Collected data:

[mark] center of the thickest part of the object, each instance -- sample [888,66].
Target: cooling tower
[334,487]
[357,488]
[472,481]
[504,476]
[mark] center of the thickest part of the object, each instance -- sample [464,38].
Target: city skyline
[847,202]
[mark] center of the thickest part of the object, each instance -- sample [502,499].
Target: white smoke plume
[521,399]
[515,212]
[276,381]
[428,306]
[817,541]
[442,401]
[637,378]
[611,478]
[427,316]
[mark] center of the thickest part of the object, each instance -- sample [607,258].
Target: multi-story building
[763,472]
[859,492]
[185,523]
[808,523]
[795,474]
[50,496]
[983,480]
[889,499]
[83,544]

→ Set task:
Quote every line of the items above word for word, keeping each one in its original order.

→ Solution for this problem:
[mark] center of the thickest part of the object, each instance -- sample [888,66].
Target: cooling tower
[334,487]
[357,488]
[472,481]
[504,476]
[mark] center of the thickest part of the object, each instance -- sample [464,38].
Target: city skyline
[847,202]
[mark] center of the thickest part of the object, each instance -- sample [502,499].
Target: white smoke plume
[521,399]
[515,212]
[276,381]
[428,306]
[817,541]
[442,401]
[637,378]
[611,478]
[427,316]
[mark] center of the thickest part of the object, each instance -- sample [607,258].
Target: multi-story building
[763,472]
[859,492]
[185,523]
[808,523]
[795,474]
[50,496]
[983,480]
[889,499]
[83,544]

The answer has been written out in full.